PASSAGE SHOWN =>
<<<<
This blog is intended to go along with Population: An Introduction to Concepts and Issues, by John R. Weeks, published by Cengage Learning. The latest edition is the 12th (it came out in 2015), but this blog is meant to complement any edition of the book by showing the way in which demographic issues are regularly in the news.

If you are a user of my textbook and would like to suggest a blog post idea, please email me at: john.weeks@sdsu.edu

Wednesday, September 8, 2010

What Would be Accomplished by Ending Birthright Citizenship?

Legislation has been introduced into the US House of Representative that would deny citizenship to children if both of their parents were unauthorized immigrants. This would effectively seek to repeal the 14th Amendment to the Constitution that says that a person born in the United States is automatically a US citizen. The Migration Policy Institute has just published a report showing the probable impact of this law were it to be passed. The analysis by demographers Jennifer Van Hook (of Penn State University) and Michael Fix reveals that the proposed change in the law would dramatically increase the number of unauthorized immigrants in this country:


Rather than shrink the size of the unauthorized population in the United States, repeal would likely expand it — and expand it substantially. A second worrying finding is that repeal would set in motion a sizeable, self-perpetuating class of unauthorized immigrants for generations. This perpetuation of hereditary disadvantage based on the legal status of one’s ancestors would be unprecedented in US immigration law.
>>>>
STATED PROBLEM A => Repeat the rows verbatim, starting at the line that contains "Warehouse picking: mark the fanned" and ending at the line that contains "(1109, 190)", with both of those lines included.
The blog post and the rows after it are separate, unrelated material.

RECORDED INFORMATION =>
<<<<
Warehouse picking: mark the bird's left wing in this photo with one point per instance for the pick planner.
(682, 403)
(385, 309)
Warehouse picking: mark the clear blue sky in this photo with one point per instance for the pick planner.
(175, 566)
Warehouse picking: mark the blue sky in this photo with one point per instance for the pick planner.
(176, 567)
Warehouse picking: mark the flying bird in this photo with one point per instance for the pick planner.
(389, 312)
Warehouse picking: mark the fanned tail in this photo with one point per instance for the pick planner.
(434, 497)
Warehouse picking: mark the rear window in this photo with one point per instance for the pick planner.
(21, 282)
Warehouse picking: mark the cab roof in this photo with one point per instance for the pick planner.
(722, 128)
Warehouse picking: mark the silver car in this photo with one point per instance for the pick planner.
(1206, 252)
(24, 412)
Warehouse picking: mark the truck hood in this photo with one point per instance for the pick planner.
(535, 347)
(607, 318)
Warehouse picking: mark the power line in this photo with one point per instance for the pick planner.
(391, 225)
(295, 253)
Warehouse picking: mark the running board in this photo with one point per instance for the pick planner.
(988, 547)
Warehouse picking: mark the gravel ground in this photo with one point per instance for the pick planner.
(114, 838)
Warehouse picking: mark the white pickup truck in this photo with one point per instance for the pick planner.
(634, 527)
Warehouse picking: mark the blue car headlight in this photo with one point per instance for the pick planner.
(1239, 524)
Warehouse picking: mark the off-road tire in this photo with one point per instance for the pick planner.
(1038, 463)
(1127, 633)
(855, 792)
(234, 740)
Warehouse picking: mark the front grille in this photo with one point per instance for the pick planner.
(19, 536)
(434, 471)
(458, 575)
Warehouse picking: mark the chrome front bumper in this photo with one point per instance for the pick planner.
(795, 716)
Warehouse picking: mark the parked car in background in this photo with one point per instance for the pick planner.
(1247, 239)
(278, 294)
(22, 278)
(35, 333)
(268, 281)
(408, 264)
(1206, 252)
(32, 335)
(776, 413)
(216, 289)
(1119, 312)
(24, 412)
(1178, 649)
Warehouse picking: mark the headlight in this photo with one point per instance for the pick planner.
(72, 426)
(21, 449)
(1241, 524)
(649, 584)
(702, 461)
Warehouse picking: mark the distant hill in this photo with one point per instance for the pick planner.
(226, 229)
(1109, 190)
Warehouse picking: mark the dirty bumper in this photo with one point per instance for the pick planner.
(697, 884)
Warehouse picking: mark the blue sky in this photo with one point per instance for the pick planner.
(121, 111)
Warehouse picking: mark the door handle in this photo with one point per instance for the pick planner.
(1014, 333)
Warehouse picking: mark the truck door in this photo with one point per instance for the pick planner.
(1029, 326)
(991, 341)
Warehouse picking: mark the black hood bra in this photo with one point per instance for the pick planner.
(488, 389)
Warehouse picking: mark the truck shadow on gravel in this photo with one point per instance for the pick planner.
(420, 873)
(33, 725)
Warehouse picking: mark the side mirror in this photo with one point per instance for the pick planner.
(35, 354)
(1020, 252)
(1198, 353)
>>>>
STATED PROBLEM B => Carry on the blog post about ending birthright citizenship from the point where it stops.

EXERCISE ANSWER A =>
Warehouse picking: mark the fanned tail in this photo with one point per instance for the pick planner.
(434, 497)
Warehouse picking: mark the rear window in this photo with one point per instance for the pick planner.
(21, 282)
Warehouse picking: mark the cab roof in this photo with one point per instance for the pick planner.
(722, 128)
Warehouse picking: mark the silver car in this photo with one point per instance for the pick planner.
(1206, 252)
(24, 412)
Warehouse picking: mark the truck hood in this photo with one point per instance for the pick planner.
(535, 347)
(607, 318)
Warehouse picking: mark the power line in this photo with one point per instance for the pick planner.
(391, 225)
(295, 253)
Warehouse picking: mark the running board in this photo with one point per instance for the pick planner.
(988, 547)
Warehouse picking: mark the gravel ground in this photo with one point per instance for the pick planner.
(114, 838)
Warehouse picking: mark the white pickup truck in this photo with one point per instance for the pick planner.
(634, 527)
Warehouse picking: mark the blue car headlight in this photo with one point per instance for the pick planner.
(1239, 524)
Warehouse picking: mark the off-road tire in this photo with one point per instance for the pick planner.
(1038, 463)
(1127, 633)
(855, 792)
(234, 740)
Warehouse picking: mark the front grille in this photo with one point per instance for the pick planner.
(19, 536)
(434, 471)
(458, 575)
Warehouse picking: mark the chrome front bumper in this photo with one point per instance for the pick planner.
(795, 716)
Warehouse picking: mark the parked car in background in this photo with one point per instance for the pick planner.
(1247, 239)
(278, 294)
(22, 278)
(35, 333)
(268, 281)
(408, 264)
(1206, 252)
(32, 335)
(776, 413)
(216, 289)
(1119, 312)
(24, 412)
(1178, 649)
Warehouse picking: mark the headlight in this photo with one point per instance for the pick planner.
(72, 426)
(21, 449)
(1241, 524)
(649, 584)
(702, 461)
Warehouse picking: mark the distant hill in this photo with one point per instance for the pick planner.
(226, 229)
(1109, 190)

EXERCISE ANSWER B =>
Supporters of the legislation have in mind that (a) people would no longer migrate to the United States if they knew that they could no longer produce an "anchor baby" and (b) that a family would be easier to deport if all members of the family are unauthorized immigrants. The MPI study suggests that, in fact, the unanticipated consequences of this proposed change would be radically different than expected by its supporters.

3 comments:

  1. I have recently heard of this proposed legislation from a friend, and when she mentioned it, it seemed like it was one of those ideas that seem reasonable on the surface, but in reality ends up doing more harm than good. So it was interesting to see the MPI study and it's findings, which showed that the actual effects may in fact be the opposite of what the supporters of the bill want. It would be great to see more studies done, and the findings of these studies covered by the media, so that our representatives can make an informed decision concerning this issue.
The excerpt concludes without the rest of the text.